## Given information
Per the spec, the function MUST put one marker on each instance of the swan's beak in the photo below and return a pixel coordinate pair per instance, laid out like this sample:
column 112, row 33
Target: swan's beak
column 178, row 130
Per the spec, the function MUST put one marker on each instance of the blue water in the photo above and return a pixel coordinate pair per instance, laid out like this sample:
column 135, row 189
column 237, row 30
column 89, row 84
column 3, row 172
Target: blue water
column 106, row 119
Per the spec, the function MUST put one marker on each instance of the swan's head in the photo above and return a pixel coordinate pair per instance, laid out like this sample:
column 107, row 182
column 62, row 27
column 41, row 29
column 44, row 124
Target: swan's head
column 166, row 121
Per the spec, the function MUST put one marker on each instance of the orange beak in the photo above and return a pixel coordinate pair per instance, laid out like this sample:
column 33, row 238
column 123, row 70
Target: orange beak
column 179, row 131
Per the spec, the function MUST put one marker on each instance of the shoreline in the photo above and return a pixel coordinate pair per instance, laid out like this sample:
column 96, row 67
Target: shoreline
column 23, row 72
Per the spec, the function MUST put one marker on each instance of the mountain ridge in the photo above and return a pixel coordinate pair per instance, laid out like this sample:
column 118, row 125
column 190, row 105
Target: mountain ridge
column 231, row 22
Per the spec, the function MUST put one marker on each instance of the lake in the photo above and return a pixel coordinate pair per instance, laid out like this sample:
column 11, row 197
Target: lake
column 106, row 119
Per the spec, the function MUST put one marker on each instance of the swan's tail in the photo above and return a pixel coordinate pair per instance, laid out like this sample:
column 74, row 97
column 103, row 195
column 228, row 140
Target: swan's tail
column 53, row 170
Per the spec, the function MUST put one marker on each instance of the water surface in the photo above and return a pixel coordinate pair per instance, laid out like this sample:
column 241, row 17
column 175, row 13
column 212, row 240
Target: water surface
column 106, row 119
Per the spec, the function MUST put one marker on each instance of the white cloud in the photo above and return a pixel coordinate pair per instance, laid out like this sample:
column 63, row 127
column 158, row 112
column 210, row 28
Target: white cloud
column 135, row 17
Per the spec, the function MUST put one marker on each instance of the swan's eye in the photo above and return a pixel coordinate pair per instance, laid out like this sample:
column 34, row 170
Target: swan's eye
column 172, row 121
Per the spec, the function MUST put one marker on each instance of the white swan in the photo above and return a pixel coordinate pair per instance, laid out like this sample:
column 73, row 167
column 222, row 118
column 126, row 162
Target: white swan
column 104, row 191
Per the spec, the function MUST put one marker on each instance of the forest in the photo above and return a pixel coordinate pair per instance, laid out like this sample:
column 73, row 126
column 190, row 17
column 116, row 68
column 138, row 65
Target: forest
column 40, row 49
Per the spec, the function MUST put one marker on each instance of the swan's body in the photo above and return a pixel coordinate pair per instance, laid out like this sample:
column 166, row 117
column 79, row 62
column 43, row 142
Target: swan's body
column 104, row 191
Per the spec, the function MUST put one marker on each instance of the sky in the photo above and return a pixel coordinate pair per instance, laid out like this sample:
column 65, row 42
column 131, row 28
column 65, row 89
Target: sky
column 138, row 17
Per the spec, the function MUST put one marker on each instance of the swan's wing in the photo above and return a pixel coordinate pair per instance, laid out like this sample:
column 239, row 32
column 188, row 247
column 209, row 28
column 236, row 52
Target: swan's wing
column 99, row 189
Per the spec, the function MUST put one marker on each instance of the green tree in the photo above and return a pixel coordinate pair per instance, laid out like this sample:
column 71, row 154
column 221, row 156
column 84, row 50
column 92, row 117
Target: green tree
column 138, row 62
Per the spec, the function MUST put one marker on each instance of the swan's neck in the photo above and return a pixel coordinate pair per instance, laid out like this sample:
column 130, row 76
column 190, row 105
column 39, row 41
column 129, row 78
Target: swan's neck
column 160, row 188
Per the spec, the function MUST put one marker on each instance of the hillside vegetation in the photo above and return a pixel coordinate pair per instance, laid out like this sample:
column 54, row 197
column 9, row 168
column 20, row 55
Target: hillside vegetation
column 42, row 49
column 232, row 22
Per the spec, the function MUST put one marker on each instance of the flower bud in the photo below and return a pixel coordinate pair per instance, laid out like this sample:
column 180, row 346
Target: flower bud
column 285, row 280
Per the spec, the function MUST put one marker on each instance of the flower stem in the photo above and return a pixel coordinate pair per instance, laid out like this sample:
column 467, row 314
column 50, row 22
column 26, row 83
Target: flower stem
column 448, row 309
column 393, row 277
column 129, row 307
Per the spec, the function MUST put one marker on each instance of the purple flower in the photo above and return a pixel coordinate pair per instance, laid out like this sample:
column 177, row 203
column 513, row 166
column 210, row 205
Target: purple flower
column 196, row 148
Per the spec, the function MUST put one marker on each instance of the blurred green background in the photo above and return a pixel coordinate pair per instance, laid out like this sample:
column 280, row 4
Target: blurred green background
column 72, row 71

## Exercise requirements
List all lines from the entries that include the word "below".

## Problem solution
Per the spec, the function MUST put one marker on each instance of the swan's beak in the photo below and return a pixel coordinate pair per instance, laid out like this sample:
Per the spec, the function MUST put one marker on each instance of the flower bud in the photo below and return a pixel coordinate pair per instance, laid out like this sample:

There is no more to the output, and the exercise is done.